• Task requirements:
What lines in the entries hold the string "white"? List them.

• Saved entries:
============

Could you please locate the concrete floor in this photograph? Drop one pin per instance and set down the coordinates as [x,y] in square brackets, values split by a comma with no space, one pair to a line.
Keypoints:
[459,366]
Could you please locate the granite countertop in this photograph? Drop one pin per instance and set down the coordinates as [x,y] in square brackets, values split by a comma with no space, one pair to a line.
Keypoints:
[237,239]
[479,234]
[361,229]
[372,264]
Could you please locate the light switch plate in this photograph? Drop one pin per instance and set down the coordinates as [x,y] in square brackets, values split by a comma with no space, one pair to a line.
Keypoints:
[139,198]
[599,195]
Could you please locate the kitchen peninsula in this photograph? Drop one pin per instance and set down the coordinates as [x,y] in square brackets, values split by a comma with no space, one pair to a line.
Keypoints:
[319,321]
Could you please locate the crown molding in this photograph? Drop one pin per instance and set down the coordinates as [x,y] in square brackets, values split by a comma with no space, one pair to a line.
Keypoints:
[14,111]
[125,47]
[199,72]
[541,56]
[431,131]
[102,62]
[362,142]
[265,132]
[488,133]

============

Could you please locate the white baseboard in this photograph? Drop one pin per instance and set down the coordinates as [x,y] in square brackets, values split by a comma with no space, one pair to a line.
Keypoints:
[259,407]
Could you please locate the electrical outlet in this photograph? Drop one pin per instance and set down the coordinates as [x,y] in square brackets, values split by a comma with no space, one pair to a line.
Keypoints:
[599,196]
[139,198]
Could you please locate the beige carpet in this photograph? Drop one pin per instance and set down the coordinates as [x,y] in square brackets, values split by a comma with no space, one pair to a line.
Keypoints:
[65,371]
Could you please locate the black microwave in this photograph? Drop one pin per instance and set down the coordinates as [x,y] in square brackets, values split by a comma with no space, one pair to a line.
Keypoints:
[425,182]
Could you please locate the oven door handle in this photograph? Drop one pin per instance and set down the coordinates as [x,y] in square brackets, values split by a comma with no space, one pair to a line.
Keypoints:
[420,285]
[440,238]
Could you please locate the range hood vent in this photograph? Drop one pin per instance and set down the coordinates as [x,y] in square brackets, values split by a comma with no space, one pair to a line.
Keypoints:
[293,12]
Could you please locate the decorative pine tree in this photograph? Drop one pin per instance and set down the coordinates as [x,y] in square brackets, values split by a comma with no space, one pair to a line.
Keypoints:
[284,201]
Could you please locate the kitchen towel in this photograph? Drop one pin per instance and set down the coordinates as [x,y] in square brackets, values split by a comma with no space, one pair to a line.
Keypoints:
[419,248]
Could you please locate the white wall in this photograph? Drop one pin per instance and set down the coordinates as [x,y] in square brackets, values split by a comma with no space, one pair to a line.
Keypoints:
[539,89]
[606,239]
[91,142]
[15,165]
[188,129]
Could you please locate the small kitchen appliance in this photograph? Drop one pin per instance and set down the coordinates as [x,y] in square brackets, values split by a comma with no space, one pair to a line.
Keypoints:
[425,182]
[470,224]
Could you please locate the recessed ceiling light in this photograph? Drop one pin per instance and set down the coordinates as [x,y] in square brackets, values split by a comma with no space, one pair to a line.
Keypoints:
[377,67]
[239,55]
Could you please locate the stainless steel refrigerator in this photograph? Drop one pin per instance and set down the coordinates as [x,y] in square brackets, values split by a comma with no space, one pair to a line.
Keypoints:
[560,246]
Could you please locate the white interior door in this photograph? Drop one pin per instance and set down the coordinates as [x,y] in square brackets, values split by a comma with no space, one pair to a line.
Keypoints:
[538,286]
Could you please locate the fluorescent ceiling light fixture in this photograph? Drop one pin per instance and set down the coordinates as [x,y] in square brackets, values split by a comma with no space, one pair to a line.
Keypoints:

============

• Answer section:
Could you please locate the white baseboard in this photograph? Drop one pin per instance and set down the coordinates as [x,y] in square brackets, values split by a comma with no space, one pair to a line.
Could you please locate the white wall in this photograph? Drop one pin per instance and set down the coordinates as [x,y] in square brackets, values split by a comma with no space, one pair to a line.
Could you please locate the white interior door in this photograph? Drop one pin per instance and set down the coordinates as [x,y] in square brackets, values split by a comma with no space, one pair to a line.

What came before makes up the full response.